» **What is required**: Beginning with the line of the entries below that holds "Query: shoulder" and ending with the line that holds "Query: billboard sign", transcribe each line exactly as written. Pictures stay out.

» **Region pointing data**:
== Segment start ==

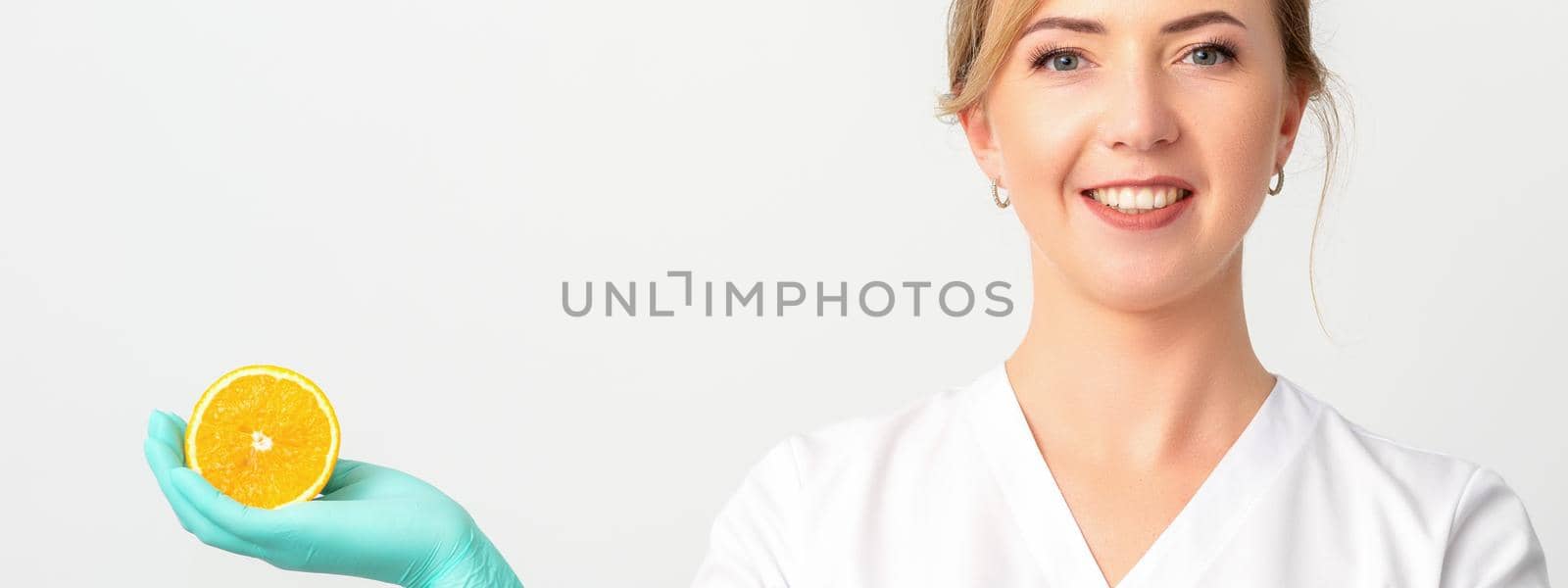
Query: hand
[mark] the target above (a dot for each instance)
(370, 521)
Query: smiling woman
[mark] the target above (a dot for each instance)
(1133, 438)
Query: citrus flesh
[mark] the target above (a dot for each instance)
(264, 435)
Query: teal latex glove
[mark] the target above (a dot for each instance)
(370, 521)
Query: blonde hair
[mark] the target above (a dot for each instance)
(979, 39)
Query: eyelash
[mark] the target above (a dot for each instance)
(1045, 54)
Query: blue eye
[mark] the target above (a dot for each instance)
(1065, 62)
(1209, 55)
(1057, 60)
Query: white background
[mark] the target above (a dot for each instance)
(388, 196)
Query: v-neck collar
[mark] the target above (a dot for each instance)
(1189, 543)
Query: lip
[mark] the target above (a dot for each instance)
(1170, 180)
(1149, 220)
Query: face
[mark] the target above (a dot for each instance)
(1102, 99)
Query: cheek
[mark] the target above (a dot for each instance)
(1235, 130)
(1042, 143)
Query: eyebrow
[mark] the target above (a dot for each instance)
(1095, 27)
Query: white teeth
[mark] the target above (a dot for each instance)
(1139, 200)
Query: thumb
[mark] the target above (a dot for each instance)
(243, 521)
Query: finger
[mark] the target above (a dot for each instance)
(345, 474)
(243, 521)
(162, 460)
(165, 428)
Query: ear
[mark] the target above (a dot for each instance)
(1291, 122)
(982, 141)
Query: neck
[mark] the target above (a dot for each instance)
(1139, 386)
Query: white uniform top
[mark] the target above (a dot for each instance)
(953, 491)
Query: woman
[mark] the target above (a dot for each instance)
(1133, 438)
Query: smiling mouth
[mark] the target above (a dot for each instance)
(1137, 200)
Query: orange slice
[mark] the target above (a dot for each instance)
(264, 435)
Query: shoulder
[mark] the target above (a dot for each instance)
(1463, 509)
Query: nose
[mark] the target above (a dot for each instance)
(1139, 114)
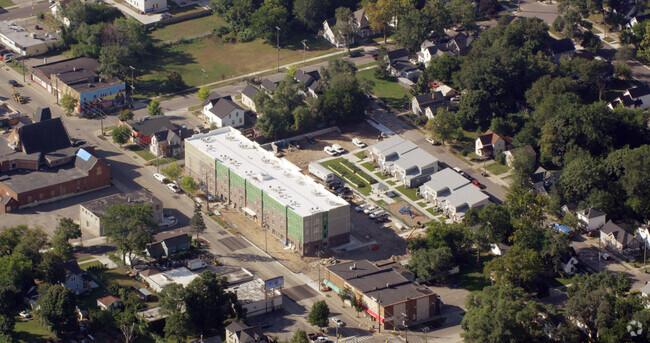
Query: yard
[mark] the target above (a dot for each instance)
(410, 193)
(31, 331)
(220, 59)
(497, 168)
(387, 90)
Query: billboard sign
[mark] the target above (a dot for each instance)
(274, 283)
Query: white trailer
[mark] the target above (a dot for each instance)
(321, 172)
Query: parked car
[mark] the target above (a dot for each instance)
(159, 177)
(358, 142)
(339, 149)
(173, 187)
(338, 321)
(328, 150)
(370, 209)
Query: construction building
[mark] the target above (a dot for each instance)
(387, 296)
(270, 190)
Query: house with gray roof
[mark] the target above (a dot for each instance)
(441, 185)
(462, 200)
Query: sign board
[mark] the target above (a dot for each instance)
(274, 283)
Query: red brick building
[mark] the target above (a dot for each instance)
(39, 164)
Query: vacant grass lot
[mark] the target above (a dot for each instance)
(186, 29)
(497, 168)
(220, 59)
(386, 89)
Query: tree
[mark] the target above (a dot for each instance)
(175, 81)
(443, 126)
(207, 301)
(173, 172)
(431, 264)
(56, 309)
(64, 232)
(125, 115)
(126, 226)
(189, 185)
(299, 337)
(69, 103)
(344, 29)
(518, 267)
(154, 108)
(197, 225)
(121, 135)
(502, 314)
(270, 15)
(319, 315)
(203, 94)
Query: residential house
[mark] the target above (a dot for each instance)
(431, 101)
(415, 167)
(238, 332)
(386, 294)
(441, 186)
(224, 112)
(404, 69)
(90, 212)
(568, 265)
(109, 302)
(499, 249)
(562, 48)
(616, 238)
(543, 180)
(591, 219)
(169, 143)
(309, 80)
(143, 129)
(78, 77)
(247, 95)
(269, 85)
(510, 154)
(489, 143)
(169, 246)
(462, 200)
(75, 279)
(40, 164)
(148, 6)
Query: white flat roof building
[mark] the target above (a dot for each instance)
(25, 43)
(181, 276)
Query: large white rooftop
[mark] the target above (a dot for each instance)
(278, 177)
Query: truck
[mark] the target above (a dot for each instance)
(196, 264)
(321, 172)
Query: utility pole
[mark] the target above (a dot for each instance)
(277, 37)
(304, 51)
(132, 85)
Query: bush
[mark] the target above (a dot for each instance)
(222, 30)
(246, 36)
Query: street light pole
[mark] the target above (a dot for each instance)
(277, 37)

== Segment end ==
== Segment start ==

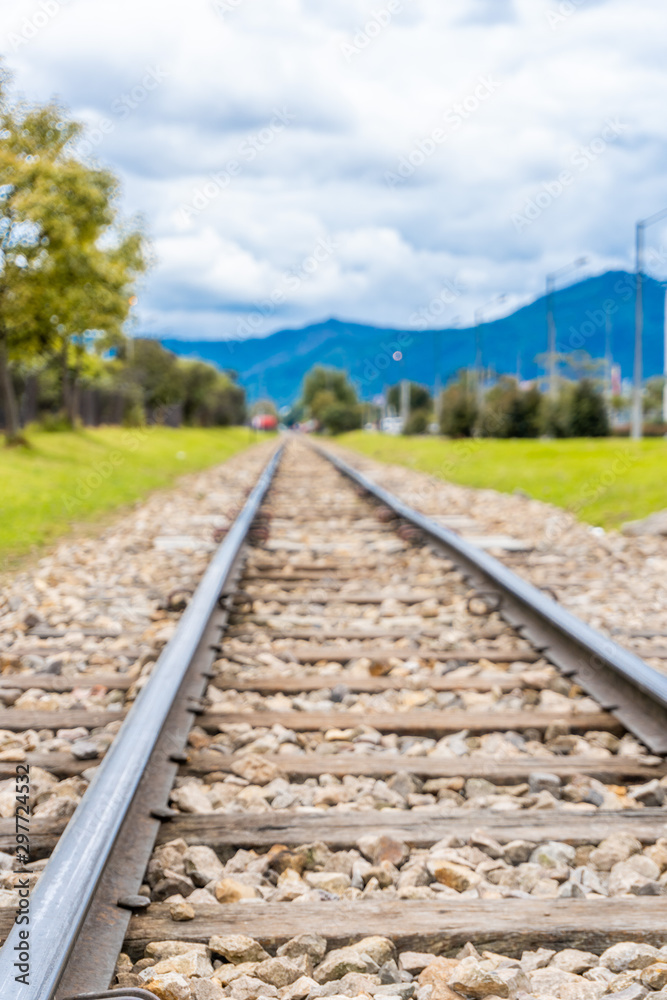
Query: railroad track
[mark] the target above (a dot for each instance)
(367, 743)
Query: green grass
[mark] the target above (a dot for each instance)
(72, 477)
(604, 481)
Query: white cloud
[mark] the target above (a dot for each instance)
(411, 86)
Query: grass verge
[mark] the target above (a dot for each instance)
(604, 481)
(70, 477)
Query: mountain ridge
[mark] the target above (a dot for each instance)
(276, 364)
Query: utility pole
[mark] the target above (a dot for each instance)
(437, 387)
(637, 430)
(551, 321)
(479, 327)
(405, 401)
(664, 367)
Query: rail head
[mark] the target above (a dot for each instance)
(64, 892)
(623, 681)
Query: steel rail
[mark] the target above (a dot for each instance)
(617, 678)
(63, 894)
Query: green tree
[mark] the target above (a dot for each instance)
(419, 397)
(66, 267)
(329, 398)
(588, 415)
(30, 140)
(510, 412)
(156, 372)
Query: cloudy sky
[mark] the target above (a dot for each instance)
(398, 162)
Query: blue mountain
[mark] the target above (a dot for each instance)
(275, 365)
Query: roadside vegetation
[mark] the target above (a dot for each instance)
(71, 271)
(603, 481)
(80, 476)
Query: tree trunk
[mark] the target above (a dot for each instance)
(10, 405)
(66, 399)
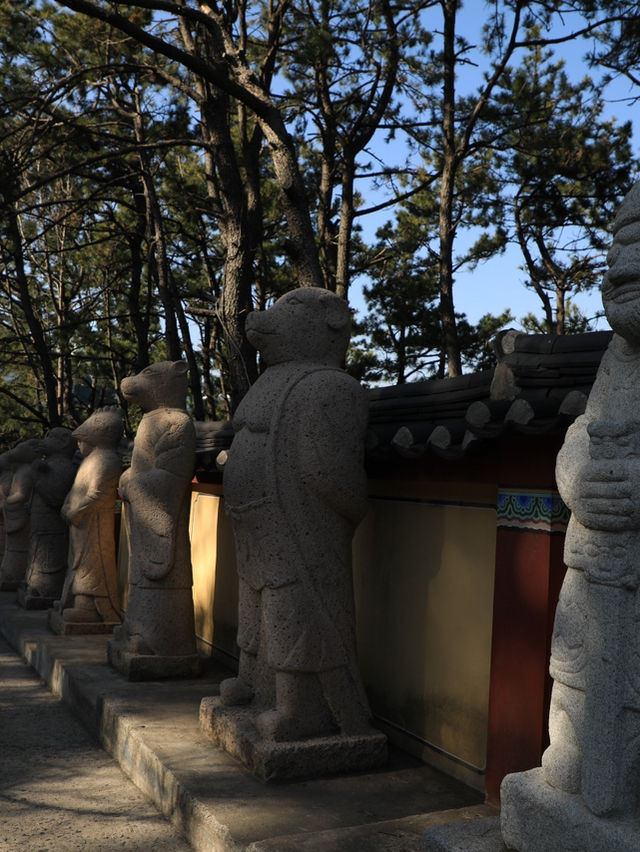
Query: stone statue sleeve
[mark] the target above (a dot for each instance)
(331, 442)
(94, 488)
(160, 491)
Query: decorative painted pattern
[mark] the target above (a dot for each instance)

== Segment end ==

» **Response to this exercise**:
Query: shoulder
[mark] the target above (a dot for each instance)
(1463, 509)
Query: nose
[mark] the target above (a dot for each instance)
(1139, 114)
Query: yard
[mark] the target above (a dot for each instance)
(410, 193)
(31, 331)
(220, 59)
(497, 168)
(387, 90)
Query: billboard sign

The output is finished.